● **Assignment**
Quote the data below in full, minus the images.

● **Working data**
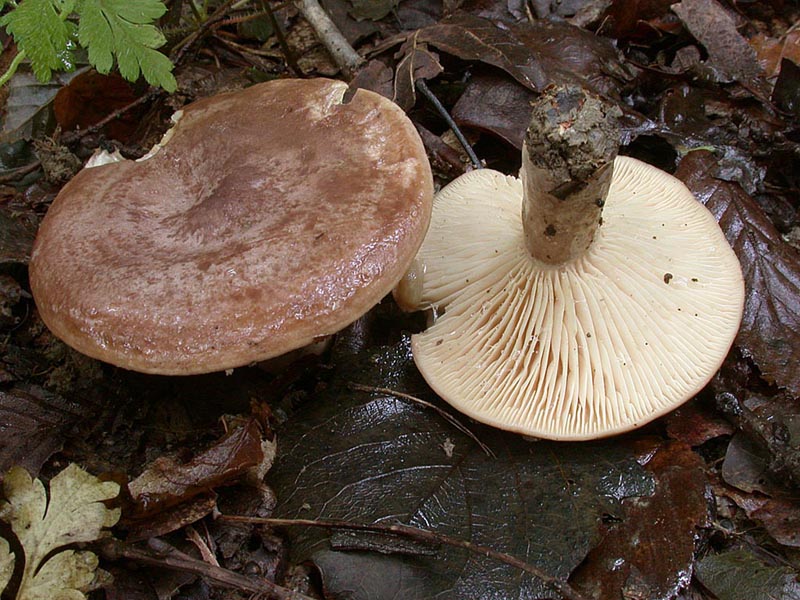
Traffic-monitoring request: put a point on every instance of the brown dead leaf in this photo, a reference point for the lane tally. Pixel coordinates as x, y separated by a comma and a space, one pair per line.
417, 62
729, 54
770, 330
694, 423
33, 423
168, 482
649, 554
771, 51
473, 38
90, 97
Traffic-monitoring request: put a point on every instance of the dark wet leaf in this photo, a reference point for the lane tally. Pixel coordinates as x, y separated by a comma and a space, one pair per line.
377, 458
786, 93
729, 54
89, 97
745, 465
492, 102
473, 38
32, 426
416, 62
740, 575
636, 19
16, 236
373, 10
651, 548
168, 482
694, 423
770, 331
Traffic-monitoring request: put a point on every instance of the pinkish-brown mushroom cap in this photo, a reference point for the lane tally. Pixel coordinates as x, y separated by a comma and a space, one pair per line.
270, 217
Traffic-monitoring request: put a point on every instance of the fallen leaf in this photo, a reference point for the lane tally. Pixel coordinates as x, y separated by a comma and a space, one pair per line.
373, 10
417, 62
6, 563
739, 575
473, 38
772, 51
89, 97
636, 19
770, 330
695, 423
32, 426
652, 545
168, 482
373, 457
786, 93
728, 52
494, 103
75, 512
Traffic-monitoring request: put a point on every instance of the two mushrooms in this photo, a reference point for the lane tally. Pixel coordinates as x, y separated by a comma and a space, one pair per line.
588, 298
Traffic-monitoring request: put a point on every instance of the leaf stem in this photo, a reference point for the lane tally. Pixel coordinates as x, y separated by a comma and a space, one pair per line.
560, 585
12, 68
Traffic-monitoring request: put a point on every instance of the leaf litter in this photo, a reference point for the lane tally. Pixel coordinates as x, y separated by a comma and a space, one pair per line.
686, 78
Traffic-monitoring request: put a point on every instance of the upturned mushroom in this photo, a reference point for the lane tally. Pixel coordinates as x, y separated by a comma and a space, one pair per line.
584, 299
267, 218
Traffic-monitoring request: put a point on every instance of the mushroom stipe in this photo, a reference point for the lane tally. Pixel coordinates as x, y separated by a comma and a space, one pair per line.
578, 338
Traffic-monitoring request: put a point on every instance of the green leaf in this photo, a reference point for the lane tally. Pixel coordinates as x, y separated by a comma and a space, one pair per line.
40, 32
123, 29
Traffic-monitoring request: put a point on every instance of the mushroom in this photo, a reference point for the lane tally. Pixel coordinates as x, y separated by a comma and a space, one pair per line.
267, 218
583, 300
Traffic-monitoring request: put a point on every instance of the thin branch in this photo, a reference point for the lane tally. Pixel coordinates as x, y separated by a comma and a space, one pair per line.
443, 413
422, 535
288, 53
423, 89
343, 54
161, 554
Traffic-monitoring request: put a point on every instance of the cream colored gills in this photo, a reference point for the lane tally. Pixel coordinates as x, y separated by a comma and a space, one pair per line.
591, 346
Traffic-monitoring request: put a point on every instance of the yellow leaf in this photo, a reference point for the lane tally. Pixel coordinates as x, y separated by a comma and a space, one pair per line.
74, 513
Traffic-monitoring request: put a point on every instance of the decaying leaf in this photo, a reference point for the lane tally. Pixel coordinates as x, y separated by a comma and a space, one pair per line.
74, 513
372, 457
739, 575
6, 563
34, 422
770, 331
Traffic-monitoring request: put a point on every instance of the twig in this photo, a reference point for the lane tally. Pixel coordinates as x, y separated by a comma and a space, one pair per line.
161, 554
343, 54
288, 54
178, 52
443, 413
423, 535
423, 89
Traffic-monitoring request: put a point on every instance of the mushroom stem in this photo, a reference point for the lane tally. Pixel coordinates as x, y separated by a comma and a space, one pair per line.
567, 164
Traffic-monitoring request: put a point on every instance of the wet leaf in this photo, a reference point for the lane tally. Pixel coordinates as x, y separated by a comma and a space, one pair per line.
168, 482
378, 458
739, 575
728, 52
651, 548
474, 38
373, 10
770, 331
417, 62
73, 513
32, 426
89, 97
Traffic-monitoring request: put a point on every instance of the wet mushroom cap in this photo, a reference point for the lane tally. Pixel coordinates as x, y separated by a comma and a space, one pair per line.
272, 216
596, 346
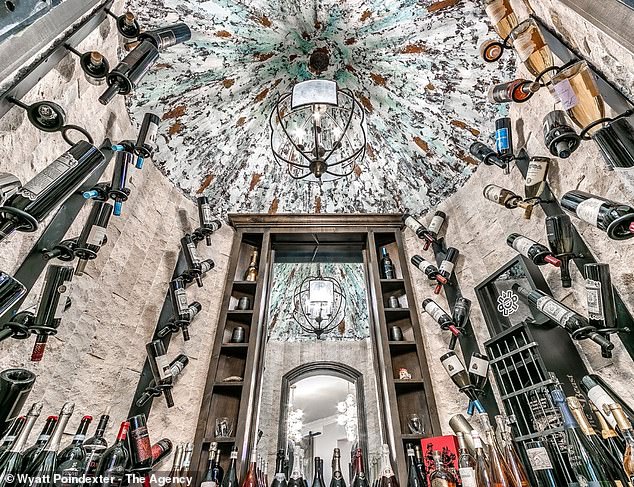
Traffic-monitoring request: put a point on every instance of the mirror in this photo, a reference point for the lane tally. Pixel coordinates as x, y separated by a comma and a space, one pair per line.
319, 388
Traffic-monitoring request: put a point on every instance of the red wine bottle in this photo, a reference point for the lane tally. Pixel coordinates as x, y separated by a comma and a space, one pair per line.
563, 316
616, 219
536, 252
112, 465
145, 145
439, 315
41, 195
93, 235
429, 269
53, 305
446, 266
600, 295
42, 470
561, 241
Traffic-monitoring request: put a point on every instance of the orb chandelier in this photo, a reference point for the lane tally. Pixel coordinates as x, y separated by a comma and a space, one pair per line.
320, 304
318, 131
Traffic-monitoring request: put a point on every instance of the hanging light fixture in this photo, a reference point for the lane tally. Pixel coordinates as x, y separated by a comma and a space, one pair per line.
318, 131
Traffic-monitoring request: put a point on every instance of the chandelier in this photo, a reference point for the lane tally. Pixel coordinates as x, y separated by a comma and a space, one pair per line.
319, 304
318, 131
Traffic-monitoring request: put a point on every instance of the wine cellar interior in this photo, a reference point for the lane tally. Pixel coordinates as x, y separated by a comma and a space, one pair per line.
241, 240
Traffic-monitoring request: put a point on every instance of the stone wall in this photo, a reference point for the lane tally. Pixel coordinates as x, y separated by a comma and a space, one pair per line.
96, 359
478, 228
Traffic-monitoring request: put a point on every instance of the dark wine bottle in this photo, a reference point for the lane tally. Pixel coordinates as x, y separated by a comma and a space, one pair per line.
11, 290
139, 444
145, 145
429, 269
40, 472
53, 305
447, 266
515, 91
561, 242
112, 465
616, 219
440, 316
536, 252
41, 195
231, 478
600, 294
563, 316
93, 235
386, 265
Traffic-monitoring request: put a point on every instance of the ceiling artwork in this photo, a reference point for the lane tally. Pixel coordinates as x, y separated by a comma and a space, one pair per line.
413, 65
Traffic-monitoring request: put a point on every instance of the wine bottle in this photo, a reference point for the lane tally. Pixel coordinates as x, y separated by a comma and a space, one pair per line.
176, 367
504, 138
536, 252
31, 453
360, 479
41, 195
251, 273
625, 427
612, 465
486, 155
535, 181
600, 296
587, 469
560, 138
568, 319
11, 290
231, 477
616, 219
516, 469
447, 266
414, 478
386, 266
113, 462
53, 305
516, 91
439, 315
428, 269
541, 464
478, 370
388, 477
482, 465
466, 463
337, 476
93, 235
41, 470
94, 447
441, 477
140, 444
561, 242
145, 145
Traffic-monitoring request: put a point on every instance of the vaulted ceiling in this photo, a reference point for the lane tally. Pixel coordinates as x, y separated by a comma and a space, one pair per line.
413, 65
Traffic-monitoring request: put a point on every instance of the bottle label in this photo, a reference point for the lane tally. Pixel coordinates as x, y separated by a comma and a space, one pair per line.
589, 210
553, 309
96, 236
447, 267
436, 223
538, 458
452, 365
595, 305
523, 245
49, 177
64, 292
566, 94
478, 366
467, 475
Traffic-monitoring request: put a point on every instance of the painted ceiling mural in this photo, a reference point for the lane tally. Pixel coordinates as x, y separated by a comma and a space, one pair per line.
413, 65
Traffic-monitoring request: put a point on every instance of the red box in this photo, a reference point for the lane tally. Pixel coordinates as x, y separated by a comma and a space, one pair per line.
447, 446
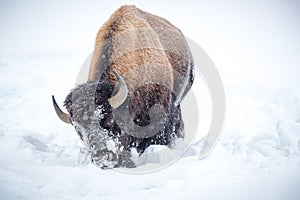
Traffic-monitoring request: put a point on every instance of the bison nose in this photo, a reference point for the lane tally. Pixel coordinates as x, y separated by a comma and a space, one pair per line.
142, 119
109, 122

● **Answer**
Traffic-monitoring request: put a point on every instance of the brown dead leaf in this photo, a reference point for the lane tally. Pixel coordinates as x, y separated by a comma and a space, one pair per line.
417, 62
729, 54
770, 330
694, 423
33, 423
168, 482
649, 554
771, 51
473, 38
90, 97
Traffic-monitoring request: put a point on every instance of the dark wet leaf in this photo, a reference point for the lane tally. Pixel coordinates as x, y separated by a comma and a space, one pair per line.
377, 458
786, 93
729, 54
89, 97
745, 465
492, 102
473, 38
32, 426
416, 62
740, 575
636, 19
16, 236
373, 10
651, 548
168, 482
694, 423
770, 331
Traffic-monitoring request: put a point on every instance of the pinkish-brown mushroom cap in this photo, a reference point for the lane tally. Pixel coordinates as x, y separated by a comma and a space, one pair per line.
270, 217
Traffic-monitoring request: put a point on every instance of the fallen leaf in this photo, a reference point for the lane tally. Pixel coordinates as x, y separated by a comma and a space, one pair per line.
373, 10
417, 62
6, 563
739, 575
473, 38
772, 51
89, 97
636, 19
770, 330
695, 423
32, 426
652, 545
168, 482
373, 457
786, 93
728, 52
494, 103
75, 512
Traffic-monitoring request: put a point on every instance of the two mushrooms in this photo, a reference point for the lane tally. Pixel coordinates as x, y separated by a comma and a space, one pair per line.
588, 298
Traffic-monitoring request: put a point on every instance of the leaf stem in this photo, a reference point for the lane tally. Pixel coordinates as x, y separated by a comma and a space, one pair per line.
560, 585
12, 68
Traffic-monitoring request: put a point on every instance of the leaf litter in this photo, a reference point for the lane tally. Pixel coordinates as x, y separated by a comma and a space, one pair per line.
686, 78
Traffic-monitoring request: put a point on every instance of the upturned mushroom in this photo, a reference point for the lane tally. Pixel coordinates as x, y separated by a comma and a space, one pair per line.
584, 299
267, 218
Traffic-monitoring request: put a point on every instance of the mushroom stipe in this photo, a reference point for the lane tally. Pixel coordinates as x, y separated by a comma and a space, one pair per line.
578, 338
Traffic-monitoring request: put a point on every instance of the green leaf in this photo, a reference point for the lane tally. Pixel coordinates as x, y separated by a comma and a space, one pair per line.
40, 32
123, 29
Traffic-monitoring request: put a point on every instance of the mushroom in this photo, a reference point for the lane tally. Pixel coordinates as x, y separated by a comma and a space, one pair per line.
267, 218
583, 300
Traffic-monitoring request: put a point on every instance of the thin branch in this photo, a reference point for the lane tally. Pixel coordinates as x, y separated by a comma and a space, one pair per line.
443, 413
422, 535
288, 53
423, 89
343, 54
161, 554
Traffic-monitoring request: put a point on every instance of the cream colored gills in this photo, a reference point for the lane tally. Pixel coordinates as x, y separated by a comma and a space, one pair per line.
591, 346
Traffic-monitoring request: put a point on every instance of the yellow leaf in this photo, a reference point for the lane tally. Pixel coordinates as x, y separated by a comma and a space, one pair per line.
74, 513
Traffic-monitoring request: put a point on every instance of the decaying leaf in this photo, a reference point for the lane tally. Pixel coordinates as x, y separated by a comma and a space, one pair per line.
74, 513
372, 457
739, 575
6, 563
34, 422
770, 331
Traffic-monitoring request: put a point on every instance of the twig in this photo, a reference point for the lane tally. Pixel coordinates as x, y separated by a comma and a space, one pair per line.
161, 554
343, 54
288, 54
178, 52
443, 413
423, 535
423, 89
Traffic-monitoring request: put a point on every instance of the mushroom stem in this photo, a reference point for the lane tally. Pixel coordinates as x, y separated by a comma and a space, one pair per line.
567, 164
Traffic-monitoring request: put a point on every instance of the wet leaf in this photo, a reference point for the lane tally. Pixel coordinates as x, y separated by a comma and a space, one pair per line.
168, 482
378, 458
739, 575
728, 52
651, 548
474, 38
373, 10
770, 331
417, 62
73, 513
32, 426
89, 97
Traffic-monitoring request: put a point on every instance of the wet mushroom cap in this photo, a reference point for the lane tally. Pixel coordinates as x, y separated by a comma and a space, one pair per line.
272, 216
596, 346
Traffic-monitoring request: put a point on every instance of the mirror in this photo, a reference point for the lane tally. Pixel coordinates as x, y separated by a comma and a space, one pair per line.
319, 388
Traffic-monitoring request: put a point on every instance of the red wine bottle in this photo, a reference point for the lane tally. Pixel coordinates as x, y separated by a comma and a space, one pair per line.
563, 316
616, 219
536, 252
112, 465
145, 145
439, 315
41, 195
93, 235
429, 269
53, 305
446, 266
600, 295
42, 470
561, 241
Traffic-monitoring request: put a point on every instance of the orb chandelier in this photo, a reference point for the lane tally. Pixel coordinates as x, y separated by a comma and a space, one pair per line.
320, 304
318, 131
Traffic-monitoring request: put a point on every instance of the hanging light fixture in this photo, a reference point for the lane tally. Pixel coordinates as x, y separated by a comma and a space, one pair per line.
318, 131
Traffic-monitoring request: put a point on every instance of the chandelier in this photo, a reference point for the lane tally. Pixel coordinates as x, y separated by a comma and a space, one pair per line.
319, 304
318, 131
Traffic-monitoring request: put a point on every instance of the wine cellar interior in this photo, a reference point for the lane tally. Pixel coordinates as x, y separated by a comma and a space, one pair per line.
241, 240
Traffic-monitoring request: put a point on every instance of the stone wall in this photo, a reference point for the lane tally. Pixel coordinates as x, y separated by a comma and a space, one pair per line.
96, 359
478, 228
Traffic-monitoring request: put a point on every instance of the dark wine bottle in this photo, a reference point for the lane tally. Pixel coordinates as x, y separated by a comma and a space, one pair per line.
11, 290
139, 444
145, 145
429, 269
40, 472
53, 305
447, 266
515, 91
561, 242
112, 465
616, 219
440, 316
536, 252
41, 195
231, 478
600, 294
563, 316
93, 235
386, 265
Traffic-monitoring request: put a point on every instance of the ceiling artwork in this photo, a reference point for the lane tally. Pixel coordinates as x, y separated by a comma and a space, one pair per line.
413, 65
Traffic-monitoring request: put a point on every instance of the wine bottle in this photo, a reference point for the lane tally. Pixel coordinates as x, y separated by a comma and a space, one pair per line.
176, 367
504, 138
536, 252
31, 453
360, 479
41, 195
251, 273
625, 427
612, 465
486, 155
535, 181
600, 296
587, 469
560, 138
568, 319
11, 290
231, 477
616, 219
516, 469
447, 266
414, 478
386, 266
113, 462
53, 305
516, 91
439, 315
428, 269
541, 464
478, 370
388, 477
482, 465
466, 463
337, 476
93, 235
41, 470
94, 447
441, 477
140, 444
561, 242
145, 145
Traffic-monitoring request: put a point on every instance of the vaulted ceiling in this photo, a reference point for the lane tally. Pixel coordinates as x, y separated by a comma and a space, one pair per line.
413, 65
Traffic-monitoring request: put a point on every instance of the bottle label in this photo, a reference point for the lane tally. Pixel coordinates as x, y separated by a comma and a space, one pair per line.
589, 210
553, 309
96, 236
447, 267
436, 223
538, 458
452, 365
595, 305
523, 245
49, 177
64, 292
566, 94
478, 366
467, 475
Traffic-monitoring request: put a point on every instance of the painted ceiling mural in this photo, a reference point for the lane tally. Pixel coordinates as x, y separated by a comma and a space, one pair per line.
413, 65
Traffic-monitoring request: put a point on every instance of the red box in this photo, a reference point for the lane tally. Pixel coordinates as x, y separated by a comma and a space, one pair per line.
447, 446
Traffic-monitoring request: put a point on every instance of the bison nose in this photo, a reference point for the lane tally. Pixel coordinates as x, y separated by a comma and a space, one pair per line.
142, 119
109, 122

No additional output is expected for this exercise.